# About this exercise
Return only these lines, exactly: the one containing "Annotation task: tag one point per instance of the man's white" and every line after it in the listing.

# Dataset extract
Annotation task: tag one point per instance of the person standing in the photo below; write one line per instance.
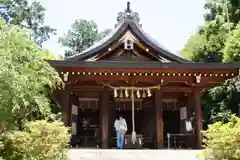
(121, 128)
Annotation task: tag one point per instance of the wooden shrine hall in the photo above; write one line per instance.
(128, 64)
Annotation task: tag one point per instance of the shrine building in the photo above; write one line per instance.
(128, 72)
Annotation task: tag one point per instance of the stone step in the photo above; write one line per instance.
(113, 154)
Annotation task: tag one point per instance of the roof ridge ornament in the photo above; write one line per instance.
(127, 14)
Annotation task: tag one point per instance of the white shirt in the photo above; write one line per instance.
(120, 124)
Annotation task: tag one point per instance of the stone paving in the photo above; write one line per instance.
(100, 154)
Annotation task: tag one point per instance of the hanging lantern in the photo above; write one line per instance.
(65, 77)
(149, 93)
(138, 94)
(144, 94)
(126, 93)
(121, 94)
(115, 93)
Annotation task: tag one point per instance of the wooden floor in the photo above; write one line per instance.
(112, 154)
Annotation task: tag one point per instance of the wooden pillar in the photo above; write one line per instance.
(66, 107)
(104, 117)
(189, 106)
(197, 97)
(159, 119)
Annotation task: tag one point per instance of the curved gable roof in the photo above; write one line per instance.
(127, 23)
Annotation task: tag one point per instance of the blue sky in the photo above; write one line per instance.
(170, 22)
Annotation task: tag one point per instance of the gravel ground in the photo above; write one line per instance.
(112, 154)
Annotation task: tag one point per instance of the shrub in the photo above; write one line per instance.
(39, 140)
(222, 141)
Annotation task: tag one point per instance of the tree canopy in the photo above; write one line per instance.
(82, 35)
(27, 15)
(26, 79)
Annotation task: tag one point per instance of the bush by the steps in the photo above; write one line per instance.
(39, 140)
(222, 141)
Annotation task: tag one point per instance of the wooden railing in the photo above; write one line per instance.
(178, 141)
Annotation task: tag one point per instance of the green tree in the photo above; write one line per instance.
(232, 46)
(229, 9)
(222, 141)
(26, 79)
(81, 36)
(206, 45)
(217, 41)
(27, 15)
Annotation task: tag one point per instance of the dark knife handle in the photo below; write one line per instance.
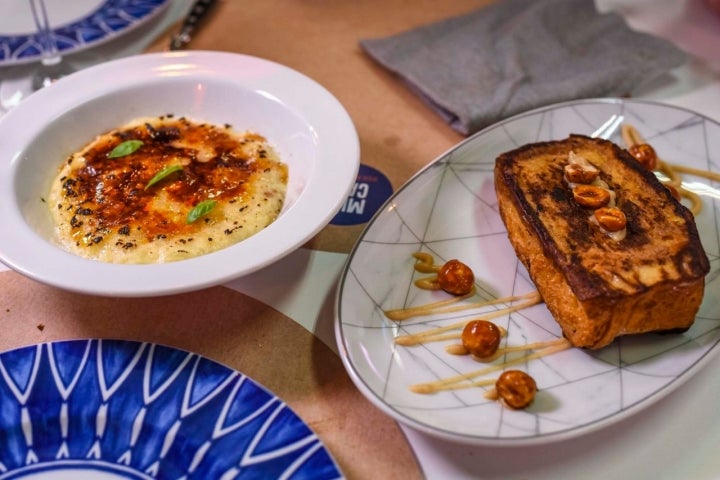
(196, 15)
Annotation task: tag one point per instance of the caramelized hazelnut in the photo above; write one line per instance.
(611, 219)
(516, 388)
(590, 196)
(645, 154)
(481, 338)
(456, 278)
(576, 173)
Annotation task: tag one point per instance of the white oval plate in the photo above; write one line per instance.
(308, 127)
(450, 210)
(75, 25)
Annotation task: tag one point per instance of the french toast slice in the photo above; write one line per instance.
(597, 284)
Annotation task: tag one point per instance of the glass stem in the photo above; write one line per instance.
(50, 52)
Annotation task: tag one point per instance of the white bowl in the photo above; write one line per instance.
(308, 127)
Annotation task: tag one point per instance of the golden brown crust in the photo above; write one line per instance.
(598, 287)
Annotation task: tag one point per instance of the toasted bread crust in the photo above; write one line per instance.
(597, 287)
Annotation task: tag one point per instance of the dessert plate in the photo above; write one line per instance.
(75, 25)
(307, 126)
(121, 409)
(449, 210)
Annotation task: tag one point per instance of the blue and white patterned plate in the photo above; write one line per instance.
(450, 210)
(76, 25)
(122, 409)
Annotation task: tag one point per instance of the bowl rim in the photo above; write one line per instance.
(334, 135)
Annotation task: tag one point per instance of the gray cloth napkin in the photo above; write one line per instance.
(516, 55)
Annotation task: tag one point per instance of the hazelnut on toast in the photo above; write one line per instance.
(640, 269)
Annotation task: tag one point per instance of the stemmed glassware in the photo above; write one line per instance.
(51, 66)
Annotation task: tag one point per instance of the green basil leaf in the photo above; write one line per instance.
(125, 148)
(170, 169)
(200, 210)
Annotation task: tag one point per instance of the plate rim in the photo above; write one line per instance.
(508, 442)
(98, 342)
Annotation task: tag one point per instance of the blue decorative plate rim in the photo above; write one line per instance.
(142, 410)
(110, 19)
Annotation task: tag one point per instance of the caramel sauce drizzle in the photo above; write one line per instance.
(467, 380)
(426, 264)
(436, 334)
(631, 136)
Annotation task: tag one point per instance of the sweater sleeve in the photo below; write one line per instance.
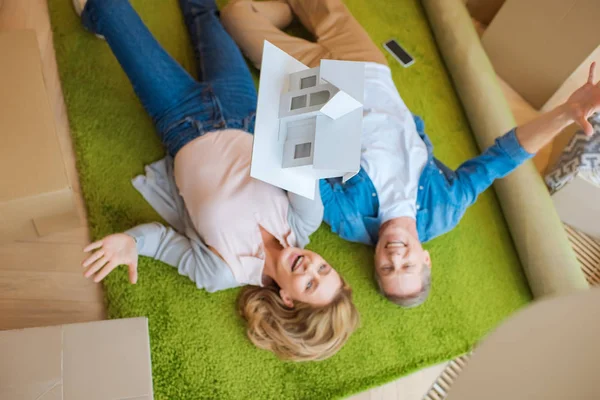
(305, 216)
(191, 258)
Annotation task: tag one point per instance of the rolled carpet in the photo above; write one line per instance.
(545, 252)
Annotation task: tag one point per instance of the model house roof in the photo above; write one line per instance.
(308, 123)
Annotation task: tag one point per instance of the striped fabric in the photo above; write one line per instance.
(588, 254)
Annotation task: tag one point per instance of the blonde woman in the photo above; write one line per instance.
(231, 230)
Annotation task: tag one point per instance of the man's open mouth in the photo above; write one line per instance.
(391, 245)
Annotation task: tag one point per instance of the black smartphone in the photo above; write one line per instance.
(399, 53)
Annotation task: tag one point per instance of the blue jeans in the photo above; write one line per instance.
(182, 108)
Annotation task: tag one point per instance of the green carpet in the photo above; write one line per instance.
(199, 348)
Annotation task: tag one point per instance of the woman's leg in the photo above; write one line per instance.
(250, 28)
(337, 30)
(221, 65)
(166, 90)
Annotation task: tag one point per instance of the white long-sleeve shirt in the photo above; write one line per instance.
(393, 154)
(221, 209)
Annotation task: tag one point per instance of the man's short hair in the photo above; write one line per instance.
(412, 300)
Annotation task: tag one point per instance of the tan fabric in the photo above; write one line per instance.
(338, 35)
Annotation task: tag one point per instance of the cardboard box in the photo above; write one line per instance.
(578, 204)
(574, 182)
(536, 45)
(484, 11)
(35, 188)
(105, 360)
(308, 122)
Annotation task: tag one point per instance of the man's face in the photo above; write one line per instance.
(399, 262)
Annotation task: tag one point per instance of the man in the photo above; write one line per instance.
(403, 195)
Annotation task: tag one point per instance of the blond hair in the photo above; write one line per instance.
(303, 332)
(413, 300)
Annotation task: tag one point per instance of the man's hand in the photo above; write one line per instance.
(585, 101)
(109, 253)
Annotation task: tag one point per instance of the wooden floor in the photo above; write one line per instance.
(41, 281)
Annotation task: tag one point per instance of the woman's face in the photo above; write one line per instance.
(305, 276)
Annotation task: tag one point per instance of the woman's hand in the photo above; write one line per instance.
(109, 253)
(585, 101)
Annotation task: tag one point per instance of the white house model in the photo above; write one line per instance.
(308, 122)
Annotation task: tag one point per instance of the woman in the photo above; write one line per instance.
(234, 230)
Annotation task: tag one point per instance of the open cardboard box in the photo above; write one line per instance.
(35, 196)
(105, 360)
(543, 48)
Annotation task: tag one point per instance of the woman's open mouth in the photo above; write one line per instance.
(391, 245)
(297, 262)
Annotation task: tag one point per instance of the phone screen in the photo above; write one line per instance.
(399, 52)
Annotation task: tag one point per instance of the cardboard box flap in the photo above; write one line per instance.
(30, 156)
(31, 366)
(92, 361)
(535, 45)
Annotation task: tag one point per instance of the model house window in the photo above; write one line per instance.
(298, 102)
(302, 150)
(318, 98)
(307, 82)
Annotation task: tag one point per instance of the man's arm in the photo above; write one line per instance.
(582, 104)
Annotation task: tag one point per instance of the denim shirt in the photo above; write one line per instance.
(352, 208)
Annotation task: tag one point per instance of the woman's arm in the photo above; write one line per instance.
(192, 259)
(582, 104)
(305, 216)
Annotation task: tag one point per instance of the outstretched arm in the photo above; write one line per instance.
(511, 150)
(191, 259)
(582, 104)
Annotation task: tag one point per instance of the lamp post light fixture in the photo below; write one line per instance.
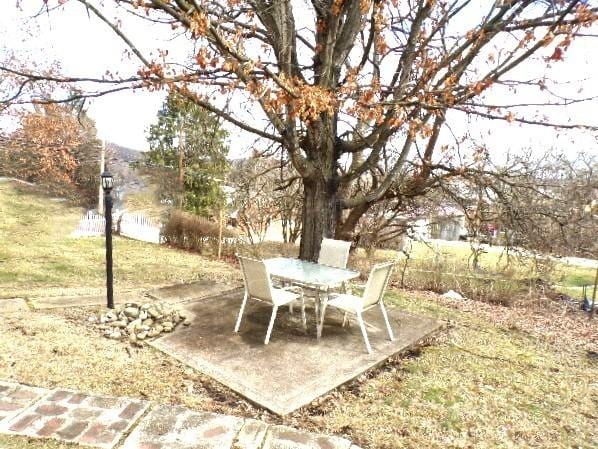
(107, 184)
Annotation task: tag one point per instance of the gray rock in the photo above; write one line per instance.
(132, 312)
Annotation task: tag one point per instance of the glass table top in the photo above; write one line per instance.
(305, 272)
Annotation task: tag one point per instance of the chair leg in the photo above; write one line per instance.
(364, 332)
(390, 335)
(317, 305)
(271, 325)
(303, 316)
(345, 319)
(320, 320)
(238, 323)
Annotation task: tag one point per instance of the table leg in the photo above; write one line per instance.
(320, 318)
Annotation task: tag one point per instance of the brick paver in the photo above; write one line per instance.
(14, 398)
(76, 417)
(167, 427)
(102, 421)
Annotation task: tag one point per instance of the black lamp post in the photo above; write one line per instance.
(107, 184)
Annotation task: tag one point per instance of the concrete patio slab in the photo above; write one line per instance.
(14, 398)
(167, 427)
(193, 290)
(77, 417)
(9, 305)
(294, 368)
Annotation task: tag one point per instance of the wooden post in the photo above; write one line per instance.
(220, 228)
(594, 308)
(102, 167)
(181, 168)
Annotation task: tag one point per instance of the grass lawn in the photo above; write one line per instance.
(38, 256)
(498, 377)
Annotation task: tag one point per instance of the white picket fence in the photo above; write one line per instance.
(90, 224)
(135, 226)
(139, 227)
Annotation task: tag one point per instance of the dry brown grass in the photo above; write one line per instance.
(479, 385)
(495, 379)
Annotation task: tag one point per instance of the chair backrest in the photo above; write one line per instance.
(256, 278)
(334, 253)
(374, 289)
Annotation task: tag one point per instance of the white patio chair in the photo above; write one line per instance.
(372, 295)
(258, 285)
(334, 253)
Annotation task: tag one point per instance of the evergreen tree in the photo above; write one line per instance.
(189, 144)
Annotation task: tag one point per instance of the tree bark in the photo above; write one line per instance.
(320, 214)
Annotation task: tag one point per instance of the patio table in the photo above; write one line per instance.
(310, 274)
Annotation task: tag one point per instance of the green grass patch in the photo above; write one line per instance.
(38, 256)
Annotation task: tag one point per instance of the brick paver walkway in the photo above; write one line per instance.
(110, 422)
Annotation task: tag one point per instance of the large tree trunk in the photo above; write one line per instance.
(320, 213)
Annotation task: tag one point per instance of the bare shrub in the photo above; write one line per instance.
(192, 232)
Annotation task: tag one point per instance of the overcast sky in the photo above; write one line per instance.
(84, 46)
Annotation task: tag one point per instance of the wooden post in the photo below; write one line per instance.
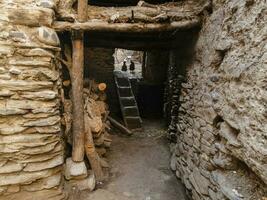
(77, 96)
(82, 10)
(77, 86)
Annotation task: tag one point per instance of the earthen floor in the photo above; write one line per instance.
(139, 169)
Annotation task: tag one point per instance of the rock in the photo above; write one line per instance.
(43, 122)
(38, 166)
(10, 167)
(40, 95)
(199, 182)
(173, 162)
(25, 177)
(88, 183)
(6, 93)
(45, 183)
(230, 134)
(15, 71)
(75, 170)
(48, 36)
(13, 189)
(46, 4)
(18, 85)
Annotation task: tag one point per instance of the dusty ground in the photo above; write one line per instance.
(140, 169)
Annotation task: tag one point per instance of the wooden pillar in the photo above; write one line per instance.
(77, 86)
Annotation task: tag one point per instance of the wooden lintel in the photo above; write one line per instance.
(126, 27)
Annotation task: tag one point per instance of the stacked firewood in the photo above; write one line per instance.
(171, 99)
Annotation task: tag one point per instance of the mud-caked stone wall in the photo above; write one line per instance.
(221, 147)
(31, 154)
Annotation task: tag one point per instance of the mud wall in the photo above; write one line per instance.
(221, 145)
(31, 154)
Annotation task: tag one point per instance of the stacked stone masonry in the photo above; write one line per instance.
(221, 147)
(31, 153)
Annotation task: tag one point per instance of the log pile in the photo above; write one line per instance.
(141, 13)
(143, 17)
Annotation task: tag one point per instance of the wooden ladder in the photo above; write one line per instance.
(129, 108)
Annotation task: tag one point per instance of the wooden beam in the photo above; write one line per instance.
(77, 86)
(82, 10)
(126, 27)
(77, 96)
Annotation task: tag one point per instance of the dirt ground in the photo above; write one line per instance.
(139, 169)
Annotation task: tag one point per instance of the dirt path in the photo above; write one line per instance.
(140, 169)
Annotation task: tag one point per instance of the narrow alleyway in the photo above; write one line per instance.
(140, 168)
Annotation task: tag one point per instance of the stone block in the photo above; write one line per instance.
(75, 170)
(88, 183)
(48, 36)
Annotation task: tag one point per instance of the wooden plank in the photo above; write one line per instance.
(126, 27)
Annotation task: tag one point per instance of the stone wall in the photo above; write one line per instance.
(31, 153)
(221, 147)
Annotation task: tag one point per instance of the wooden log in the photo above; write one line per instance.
(126, 27)
(91, 153)
(77, 97)
(82, 10)
(77, 86)
(102, 86)
(143, 12)
(119, 126)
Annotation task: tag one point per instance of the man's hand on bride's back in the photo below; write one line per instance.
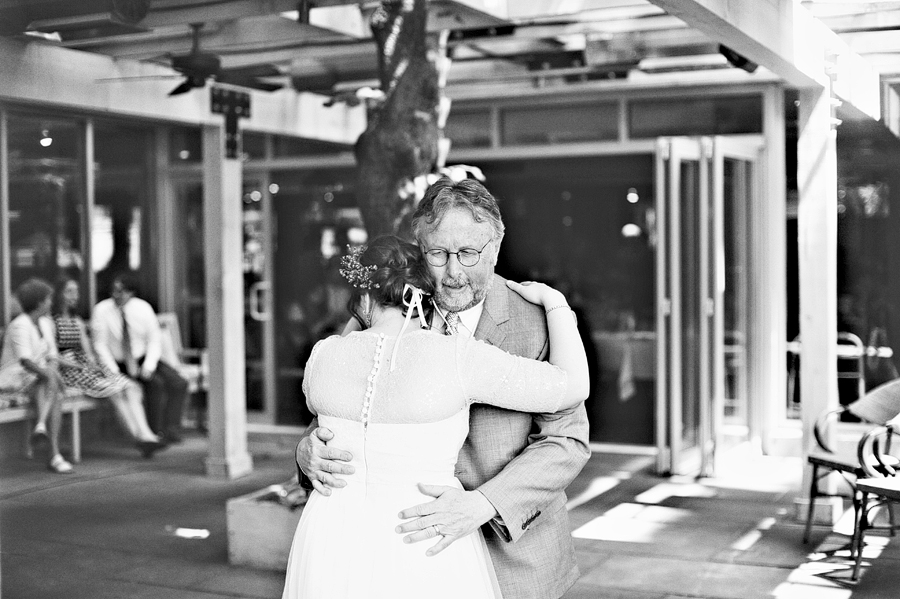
(322, 463)
(538, 293)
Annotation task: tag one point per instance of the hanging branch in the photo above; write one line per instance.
(400, 142)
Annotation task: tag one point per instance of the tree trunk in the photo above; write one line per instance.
(401, 139)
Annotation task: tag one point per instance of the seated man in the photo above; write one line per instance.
(127, 338)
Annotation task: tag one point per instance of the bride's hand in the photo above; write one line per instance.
(538, 293)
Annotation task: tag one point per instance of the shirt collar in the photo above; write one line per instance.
(468, 319)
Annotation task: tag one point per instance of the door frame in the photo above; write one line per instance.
(710, 154)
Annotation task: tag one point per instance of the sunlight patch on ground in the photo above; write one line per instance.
(765, 474)
(787, 590)
(598, 486)
(749, 540)
(649, 513)
(605, 528)
(188, 533)
(663, 491)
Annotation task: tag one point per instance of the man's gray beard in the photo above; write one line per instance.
(439, 299)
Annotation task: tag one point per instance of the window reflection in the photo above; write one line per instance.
(46, 198)
(121, 181)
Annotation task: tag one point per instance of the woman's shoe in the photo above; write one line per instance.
(39, 440)
(59, 465)
(148, 448)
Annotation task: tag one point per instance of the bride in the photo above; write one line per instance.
(399, 397)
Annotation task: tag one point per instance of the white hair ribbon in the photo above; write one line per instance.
(413, 304)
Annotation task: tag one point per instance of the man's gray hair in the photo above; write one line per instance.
(446, 194)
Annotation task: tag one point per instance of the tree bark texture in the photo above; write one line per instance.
(401, 139)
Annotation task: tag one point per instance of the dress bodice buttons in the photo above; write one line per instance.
(371, 380)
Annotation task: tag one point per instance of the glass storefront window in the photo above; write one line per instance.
(315, 217)
(288, 147)
(586, 226)
(722, 115)
(469, 128)
(253, 145)
(46, 198)
(119, 220)
(565, 123)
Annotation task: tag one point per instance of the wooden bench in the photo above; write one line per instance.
(17, 407)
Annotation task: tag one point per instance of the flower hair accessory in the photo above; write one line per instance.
(356, 274)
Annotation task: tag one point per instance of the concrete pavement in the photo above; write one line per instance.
(108, 531)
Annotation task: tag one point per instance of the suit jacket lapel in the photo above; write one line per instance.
(492, 324)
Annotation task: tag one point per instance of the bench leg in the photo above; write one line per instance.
(76, 435)
(28, 426)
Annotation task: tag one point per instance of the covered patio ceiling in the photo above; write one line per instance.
(325, 46)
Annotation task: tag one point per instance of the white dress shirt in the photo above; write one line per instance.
(143, 331)
(24, 340)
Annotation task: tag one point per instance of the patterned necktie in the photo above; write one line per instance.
(130, 362)
(452, 320)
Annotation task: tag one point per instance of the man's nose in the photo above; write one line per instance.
(454, 268)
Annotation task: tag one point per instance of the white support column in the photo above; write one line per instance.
(817, 250)
(768, 279)
(5, 291)
(90, 198)
(165, 222)
(228, 455)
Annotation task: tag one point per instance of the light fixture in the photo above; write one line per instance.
(631, 230)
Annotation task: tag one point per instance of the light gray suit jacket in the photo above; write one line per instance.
(523, 462)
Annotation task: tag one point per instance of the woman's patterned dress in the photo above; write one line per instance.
(90, 377)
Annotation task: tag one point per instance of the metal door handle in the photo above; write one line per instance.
(256, 293)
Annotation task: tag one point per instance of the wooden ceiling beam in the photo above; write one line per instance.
(785, 38)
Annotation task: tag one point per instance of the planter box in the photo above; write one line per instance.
(260, 532)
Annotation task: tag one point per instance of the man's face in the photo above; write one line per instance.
(459, 287)
(119, 294)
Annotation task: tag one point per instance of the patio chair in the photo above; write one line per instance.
(876, 407)
(879, 484)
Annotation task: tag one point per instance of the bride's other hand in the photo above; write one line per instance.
(321, 463)
(540, 294)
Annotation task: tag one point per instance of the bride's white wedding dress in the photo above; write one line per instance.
(404, 426)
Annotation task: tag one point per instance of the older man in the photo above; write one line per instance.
(514, 466)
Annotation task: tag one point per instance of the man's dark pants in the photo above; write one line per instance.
(165, 394)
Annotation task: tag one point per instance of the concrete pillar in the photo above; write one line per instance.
(768, 280)
(223, 242)
(817, 250)
(5, 290)
(167, 296)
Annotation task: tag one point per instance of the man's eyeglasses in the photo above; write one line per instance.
(465, 256)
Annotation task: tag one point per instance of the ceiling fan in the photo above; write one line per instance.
(198, 66)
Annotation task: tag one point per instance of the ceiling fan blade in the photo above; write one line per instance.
(257, 70)
(138, 78)
(184, 87)
(250, 82)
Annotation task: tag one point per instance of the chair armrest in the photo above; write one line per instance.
(875, 462)
(821, 423)
(192, 353)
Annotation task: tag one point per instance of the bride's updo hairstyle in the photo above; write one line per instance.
(382, 270)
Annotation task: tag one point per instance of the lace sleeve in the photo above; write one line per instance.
(308, 372)
(493, 376)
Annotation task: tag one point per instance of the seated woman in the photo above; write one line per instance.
(80, 369)
(28, 365)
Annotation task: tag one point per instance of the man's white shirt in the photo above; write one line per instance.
(143, 329)
(468, 320)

# Reply to the task
Annotation task: tag one point per instance of the man's white shirt in the photo above; write one line per instance.
(143, 329)
(468, 320)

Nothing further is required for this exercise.